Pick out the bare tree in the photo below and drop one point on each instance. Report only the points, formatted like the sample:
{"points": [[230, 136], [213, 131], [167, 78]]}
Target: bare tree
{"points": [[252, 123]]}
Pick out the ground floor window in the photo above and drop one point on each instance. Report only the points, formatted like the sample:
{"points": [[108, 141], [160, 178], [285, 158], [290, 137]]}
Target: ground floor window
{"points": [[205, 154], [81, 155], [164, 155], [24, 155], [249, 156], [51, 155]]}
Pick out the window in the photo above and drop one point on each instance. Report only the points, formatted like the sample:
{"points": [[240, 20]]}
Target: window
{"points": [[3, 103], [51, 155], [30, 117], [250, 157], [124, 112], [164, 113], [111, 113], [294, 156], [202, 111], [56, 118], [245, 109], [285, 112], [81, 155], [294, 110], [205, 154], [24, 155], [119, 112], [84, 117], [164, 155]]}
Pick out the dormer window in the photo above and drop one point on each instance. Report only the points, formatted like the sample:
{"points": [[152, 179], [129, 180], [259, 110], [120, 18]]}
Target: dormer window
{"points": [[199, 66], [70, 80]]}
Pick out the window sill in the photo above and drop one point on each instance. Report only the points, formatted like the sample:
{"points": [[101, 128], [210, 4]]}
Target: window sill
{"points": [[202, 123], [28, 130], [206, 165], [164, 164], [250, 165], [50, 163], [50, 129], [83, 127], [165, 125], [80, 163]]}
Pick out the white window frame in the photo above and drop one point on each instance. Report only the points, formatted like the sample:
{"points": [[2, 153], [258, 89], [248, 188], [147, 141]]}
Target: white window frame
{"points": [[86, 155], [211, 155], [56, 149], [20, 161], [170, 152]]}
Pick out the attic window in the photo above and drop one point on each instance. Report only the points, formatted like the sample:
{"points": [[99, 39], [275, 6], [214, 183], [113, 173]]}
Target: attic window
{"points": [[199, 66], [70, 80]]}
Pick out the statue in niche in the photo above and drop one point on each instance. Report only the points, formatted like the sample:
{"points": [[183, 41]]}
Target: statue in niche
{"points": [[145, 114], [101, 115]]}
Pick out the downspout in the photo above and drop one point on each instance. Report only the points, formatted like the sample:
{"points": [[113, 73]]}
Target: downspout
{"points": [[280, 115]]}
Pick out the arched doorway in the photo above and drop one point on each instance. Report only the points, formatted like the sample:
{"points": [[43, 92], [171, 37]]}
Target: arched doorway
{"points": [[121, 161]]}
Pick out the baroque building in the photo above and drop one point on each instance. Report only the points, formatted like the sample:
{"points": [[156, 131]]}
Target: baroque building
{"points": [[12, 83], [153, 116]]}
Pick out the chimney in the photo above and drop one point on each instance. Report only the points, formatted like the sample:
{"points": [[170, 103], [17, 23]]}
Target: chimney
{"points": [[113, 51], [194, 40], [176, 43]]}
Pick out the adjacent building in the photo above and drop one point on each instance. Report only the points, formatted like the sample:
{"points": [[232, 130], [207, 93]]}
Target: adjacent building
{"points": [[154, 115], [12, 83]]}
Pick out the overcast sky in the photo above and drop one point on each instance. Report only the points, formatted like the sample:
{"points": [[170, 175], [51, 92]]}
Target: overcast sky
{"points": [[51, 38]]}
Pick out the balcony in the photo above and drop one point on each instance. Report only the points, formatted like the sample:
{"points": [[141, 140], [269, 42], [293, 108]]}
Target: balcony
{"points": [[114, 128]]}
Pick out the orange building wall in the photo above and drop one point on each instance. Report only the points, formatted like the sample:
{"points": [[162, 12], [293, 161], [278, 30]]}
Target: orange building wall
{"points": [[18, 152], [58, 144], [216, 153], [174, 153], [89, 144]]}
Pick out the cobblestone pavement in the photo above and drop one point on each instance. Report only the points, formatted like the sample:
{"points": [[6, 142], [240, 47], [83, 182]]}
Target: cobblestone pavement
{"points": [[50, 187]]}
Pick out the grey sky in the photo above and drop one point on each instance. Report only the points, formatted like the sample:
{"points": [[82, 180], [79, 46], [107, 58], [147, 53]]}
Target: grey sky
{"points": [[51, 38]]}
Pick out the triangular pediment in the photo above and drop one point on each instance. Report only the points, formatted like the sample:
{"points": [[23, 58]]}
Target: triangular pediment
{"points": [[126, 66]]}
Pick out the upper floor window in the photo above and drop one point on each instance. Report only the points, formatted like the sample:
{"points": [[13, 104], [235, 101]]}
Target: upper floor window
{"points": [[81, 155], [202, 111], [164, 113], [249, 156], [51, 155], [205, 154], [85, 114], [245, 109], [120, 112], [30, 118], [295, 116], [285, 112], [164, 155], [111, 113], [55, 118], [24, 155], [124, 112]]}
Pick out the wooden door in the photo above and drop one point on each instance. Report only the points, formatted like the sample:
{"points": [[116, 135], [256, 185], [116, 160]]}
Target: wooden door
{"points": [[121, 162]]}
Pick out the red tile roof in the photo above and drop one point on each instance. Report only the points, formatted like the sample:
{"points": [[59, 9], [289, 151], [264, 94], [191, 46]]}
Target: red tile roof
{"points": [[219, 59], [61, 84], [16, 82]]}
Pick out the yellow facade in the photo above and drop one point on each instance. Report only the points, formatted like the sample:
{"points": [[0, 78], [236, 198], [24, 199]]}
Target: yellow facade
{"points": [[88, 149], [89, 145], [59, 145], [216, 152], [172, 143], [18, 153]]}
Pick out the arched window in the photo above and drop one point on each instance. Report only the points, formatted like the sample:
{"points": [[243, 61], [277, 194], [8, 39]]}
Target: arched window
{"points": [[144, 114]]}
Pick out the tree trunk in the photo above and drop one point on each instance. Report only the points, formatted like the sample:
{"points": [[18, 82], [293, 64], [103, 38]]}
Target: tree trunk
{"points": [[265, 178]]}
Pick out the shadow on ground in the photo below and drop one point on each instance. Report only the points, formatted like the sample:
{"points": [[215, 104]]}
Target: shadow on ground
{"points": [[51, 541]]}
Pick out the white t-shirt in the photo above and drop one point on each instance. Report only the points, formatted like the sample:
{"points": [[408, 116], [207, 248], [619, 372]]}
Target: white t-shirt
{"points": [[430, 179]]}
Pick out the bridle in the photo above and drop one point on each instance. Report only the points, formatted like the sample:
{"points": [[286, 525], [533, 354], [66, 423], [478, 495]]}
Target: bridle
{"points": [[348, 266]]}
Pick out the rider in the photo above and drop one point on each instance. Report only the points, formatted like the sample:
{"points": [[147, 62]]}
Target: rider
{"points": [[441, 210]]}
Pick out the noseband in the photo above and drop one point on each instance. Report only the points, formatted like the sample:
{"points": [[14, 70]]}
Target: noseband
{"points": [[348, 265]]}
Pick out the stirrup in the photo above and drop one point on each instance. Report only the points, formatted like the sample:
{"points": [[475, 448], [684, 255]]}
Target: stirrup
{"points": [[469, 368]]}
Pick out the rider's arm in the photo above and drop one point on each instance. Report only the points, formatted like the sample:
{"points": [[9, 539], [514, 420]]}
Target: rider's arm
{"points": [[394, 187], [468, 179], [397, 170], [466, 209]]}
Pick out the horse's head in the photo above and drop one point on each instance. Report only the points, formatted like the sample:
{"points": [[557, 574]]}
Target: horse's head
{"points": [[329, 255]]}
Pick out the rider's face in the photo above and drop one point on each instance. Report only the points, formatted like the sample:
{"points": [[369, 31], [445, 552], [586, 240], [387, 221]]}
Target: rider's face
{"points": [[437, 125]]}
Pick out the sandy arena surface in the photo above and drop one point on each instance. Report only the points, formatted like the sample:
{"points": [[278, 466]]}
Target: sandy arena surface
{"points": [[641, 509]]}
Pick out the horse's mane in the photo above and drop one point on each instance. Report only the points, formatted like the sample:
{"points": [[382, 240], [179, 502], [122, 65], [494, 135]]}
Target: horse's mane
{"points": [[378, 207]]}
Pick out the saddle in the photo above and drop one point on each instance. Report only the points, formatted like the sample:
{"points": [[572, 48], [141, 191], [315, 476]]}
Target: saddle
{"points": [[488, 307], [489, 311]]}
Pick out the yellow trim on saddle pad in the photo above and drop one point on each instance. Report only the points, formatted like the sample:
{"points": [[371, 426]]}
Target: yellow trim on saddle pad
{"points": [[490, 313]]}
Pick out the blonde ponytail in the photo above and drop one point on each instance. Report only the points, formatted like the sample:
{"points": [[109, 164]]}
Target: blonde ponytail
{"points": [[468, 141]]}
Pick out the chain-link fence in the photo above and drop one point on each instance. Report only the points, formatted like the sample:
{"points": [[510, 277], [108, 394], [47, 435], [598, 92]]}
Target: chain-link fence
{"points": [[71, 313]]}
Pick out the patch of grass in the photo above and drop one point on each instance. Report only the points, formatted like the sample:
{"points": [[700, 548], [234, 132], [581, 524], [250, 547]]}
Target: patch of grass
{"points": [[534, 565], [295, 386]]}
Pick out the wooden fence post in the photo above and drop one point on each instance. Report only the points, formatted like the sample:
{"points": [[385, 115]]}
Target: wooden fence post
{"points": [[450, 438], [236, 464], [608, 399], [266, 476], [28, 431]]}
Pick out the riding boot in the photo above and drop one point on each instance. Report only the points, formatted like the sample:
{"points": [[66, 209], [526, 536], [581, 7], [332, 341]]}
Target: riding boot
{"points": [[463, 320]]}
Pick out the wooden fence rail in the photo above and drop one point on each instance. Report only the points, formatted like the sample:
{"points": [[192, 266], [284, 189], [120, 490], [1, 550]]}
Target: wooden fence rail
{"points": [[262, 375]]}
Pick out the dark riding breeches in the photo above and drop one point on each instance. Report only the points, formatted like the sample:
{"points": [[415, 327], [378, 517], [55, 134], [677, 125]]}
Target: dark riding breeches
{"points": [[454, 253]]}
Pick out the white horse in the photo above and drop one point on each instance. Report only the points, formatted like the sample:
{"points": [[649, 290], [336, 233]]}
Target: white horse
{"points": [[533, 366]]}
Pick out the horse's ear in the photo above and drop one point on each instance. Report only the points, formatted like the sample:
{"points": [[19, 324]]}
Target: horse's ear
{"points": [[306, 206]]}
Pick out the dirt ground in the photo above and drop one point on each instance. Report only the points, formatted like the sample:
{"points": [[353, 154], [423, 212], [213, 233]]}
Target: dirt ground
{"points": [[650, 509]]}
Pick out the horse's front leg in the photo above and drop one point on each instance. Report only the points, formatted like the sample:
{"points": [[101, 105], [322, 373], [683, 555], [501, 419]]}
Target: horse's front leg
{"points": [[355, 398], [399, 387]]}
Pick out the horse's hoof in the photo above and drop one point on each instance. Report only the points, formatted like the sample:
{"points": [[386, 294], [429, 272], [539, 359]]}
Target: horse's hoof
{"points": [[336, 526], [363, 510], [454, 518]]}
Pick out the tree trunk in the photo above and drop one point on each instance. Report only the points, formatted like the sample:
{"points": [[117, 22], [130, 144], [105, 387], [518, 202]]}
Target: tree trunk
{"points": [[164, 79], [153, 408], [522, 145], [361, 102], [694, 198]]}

DIRECTIONS FOR THIS TASK: Starting at the line that contains "Pick out the horse's hoof", repeat each line exactly through the last one in the listing. Include both of those lines and nothing more.

SOLVED PROBLEM:
Pick out the horse's hoof in the photo above and drop one point on each instance. Report only the points, formatted like the sample:
{"points": [[386, 294], [429, 272], [539, 359]]}
Target: horse's hoof
{"points": [[336, 526], [363, 510], [454, 518]]}
Pick out the tree trunk in the photo above and drop one point on each instance. Report only the points, formatted like the sample:
{"points": [[117, 22], [130, 144], [105, 387], [518, 202]]}
Target: tree trunk
{"points": [[164, 79], [153, 408], [522, 145], [361, 102], [694, 198]]}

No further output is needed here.